- [Page text]:
OpenAI announced the launch of o1, an AI model with reasoning capabilities, internally codenamed "Strawberry". OpenAI o1 can reason about complex tasks and solve problems that are more difficult than previous scientific, coding, and mathematical models.
In tests, OpenAI o1 performed similarly to PhD students on challenging benchmark tasks such as physics, chemistry, and biology, and performed well in mathematics and coding. In the International Mathematical Olympiad (IMO) qualifying exam, GPT-4o only solved 13% of the problems correctly, while the reasoning model scored 83%, and OpenAI o1's coding ability reached the 89th percentile in the Codeforces competition.
As an early model, OpenAI o1 does not yet have many useful features of ChatGPT, such as browsing the web for information and uploading files and images. GPT-4o will be more powerful in the short term. But for complex reasoning tasks, this is a major improvement and represents a new level of AI capabilities.

- [Task set]:
**1)** In the passage on OpenAI o1, what share of the International Mathematical Olympiad qualifying exam problems did the reasoning model solve?
**2)** Continue the passage on OpenAI o1 from its final sentence.
The material is not needed here.

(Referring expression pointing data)
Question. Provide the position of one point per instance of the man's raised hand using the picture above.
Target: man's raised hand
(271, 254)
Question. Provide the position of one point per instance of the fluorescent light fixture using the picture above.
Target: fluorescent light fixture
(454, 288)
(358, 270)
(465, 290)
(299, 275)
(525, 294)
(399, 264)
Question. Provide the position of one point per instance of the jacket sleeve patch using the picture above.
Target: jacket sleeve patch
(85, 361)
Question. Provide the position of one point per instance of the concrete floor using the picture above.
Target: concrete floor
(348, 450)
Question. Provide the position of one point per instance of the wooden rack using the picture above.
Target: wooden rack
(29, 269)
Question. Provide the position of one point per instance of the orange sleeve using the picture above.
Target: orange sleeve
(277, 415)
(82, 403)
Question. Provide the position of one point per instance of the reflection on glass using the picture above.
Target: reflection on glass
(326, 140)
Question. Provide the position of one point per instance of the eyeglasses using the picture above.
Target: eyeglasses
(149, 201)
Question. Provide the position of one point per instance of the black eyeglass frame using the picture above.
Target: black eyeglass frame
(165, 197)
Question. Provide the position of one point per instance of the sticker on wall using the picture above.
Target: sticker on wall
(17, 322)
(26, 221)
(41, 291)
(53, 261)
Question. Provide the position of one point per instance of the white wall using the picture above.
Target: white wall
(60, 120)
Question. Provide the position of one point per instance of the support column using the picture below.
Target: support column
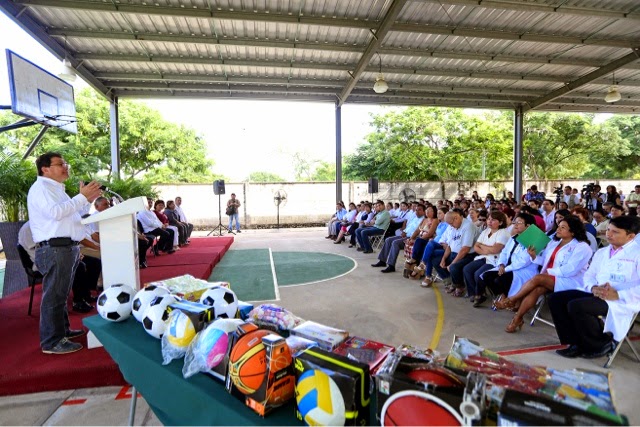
(115, 137)
(517, 152)
(338, 153)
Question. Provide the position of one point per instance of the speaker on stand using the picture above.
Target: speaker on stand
(373, 187)
(218, 190)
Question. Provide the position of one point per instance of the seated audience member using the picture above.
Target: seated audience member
(347, 221)
(458, 242)
(381, 224)
(514, 265)
(85, 278)
(158, 209)
(335, 220)
(611, 288)
(174, 219)
(152, 225)
(183, 218)
(394, 244)
(563, 261)
(616, 211)
(488, 248)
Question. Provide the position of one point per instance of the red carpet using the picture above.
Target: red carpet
(25, 369)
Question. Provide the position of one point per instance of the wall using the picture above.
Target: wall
(314, 202)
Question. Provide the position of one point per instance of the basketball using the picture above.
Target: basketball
(248, 362)
(320, 402)
(417, 408)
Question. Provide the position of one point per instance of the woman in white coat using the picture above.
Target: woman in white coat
(564, 262)
(611, 288)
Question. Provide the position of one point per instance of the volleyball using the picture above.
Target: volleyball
(320, 402)
(248, 362)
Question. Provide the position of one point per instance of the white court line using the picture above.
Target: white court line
(355, 265)
(275, 279)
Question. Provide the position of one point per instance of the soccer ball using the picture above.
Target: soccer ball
(156, 317)
(223, 300)
(114, 304)
(143, 298)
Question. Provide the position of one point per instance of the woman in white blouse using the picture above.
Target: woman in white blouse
(488, 247)
(564, 262)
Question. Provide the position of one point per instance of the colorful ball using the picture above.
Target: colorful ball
(114, 304)
(417, 408)
(143, 298)
(223, 300)
(180, 331)
(320, 402)
(248, 362)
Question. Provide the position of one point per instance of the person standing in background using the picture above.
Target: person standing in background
(55, 224)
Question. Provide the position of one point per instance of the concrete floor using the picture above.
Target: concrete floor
(367, 303)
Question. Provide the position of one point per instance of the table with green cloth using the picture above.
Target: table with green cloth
(199, 400)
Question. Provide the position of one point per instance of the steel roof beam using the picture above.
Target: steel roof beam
(331, 47)
(586, 79)
(332, 22)
(519, 5)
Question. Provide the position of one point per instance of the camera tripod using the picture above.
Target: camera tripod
(220, 229)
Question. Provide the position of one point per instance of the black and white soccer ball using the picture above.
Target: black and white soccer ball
(143, 299)
(223, 300)
(156, 317)
(114, 304)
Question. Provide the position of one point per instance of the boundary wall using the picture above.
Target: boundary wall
(313, 203)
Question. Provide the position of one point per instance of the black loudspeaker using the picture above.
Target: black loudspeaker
(373, 185)
(218, 187)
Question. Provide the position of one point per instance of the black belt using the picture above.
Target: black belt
(58, 241)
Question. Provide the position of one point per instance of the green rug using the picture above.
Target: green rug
(251, 277)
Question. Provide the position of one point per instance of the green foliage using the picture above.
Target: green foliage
(264, 177)
(151, 148)
(16, 177)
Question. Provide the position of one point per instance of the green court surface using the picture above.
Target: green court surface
(250, 271)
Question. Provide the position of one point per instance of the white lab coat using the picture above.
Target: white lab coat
(622, 271)
(570, 264)
(521, 266)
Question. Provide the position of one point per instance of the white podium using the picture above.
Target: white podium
(119, 242)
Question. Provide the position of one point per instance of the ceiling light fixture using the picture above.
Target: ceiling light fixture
(613, 94)
(380, 85)
(67, 73)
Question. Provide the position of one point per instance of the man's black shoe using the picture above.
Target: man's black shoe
(63, 346)
(82, 307)
(75, 333)
(605, 350)
(570, 352)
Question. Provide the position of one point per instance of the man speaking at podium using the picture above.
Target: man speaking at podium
(55, 224)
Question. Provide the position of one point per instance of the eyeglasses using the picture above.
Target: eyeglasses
(63, 164)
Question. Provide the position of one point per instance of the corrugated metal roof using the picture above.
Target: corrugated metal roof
(541, 54)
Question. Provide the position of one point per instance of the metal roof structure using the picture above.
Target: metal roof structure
(553, 55)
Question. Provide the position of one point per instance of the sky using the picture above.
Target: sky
(242, 136)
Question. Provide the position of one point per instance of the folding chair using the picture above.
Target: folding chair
(617, 349)
(34, 277)
(536, 314)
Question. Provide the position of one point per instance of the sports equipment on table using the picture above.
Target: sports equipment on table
(248, 362)
(143, 298)
(223, 300)
(114, 304)
(319, 399)
(156, 317)
(412, 407)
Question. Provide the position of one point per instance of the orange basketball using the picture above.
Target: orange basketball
(248, 362)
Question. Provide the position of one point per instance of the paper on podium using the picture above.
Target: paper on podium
(535, 237)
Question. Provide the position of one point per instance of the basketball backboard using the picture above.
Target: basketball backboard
(39, 95)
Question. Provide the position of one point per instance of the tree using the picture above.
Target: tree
(150, 147)
(264, 177)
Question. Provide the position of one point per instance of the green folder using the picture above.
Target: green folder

- [Results of the exercise]:
**1)** 83%

**2)**
In view of this, the counter is reset to 1 and the series is named OpenAI o1. Healthcare researchers can use o1 to annotate cell sequencing data, physicists can use o1 to generate the complex mathematical formulas required for quantum optics, and developers in all fields can use o1 to build and execute multi-step workflows.
OpenAI also released OpenAI o1-mini, a cost-effective inference model. o1-mini excels in STEM, especially math and coding—performing nearly as well as OpenAI o1 on evaluation benchmarks such as AIME and Codeforces. OpenAI expects o1-mini to be a faster, cost-effective model for applications that require inference without extensive world knowledge, 80% cheaper than o1-preview. ChatGPT Plus, Team, Enterprise, and Edu users can use o1-mini as an alternative to o1-preview with higher rate limits and lower latency.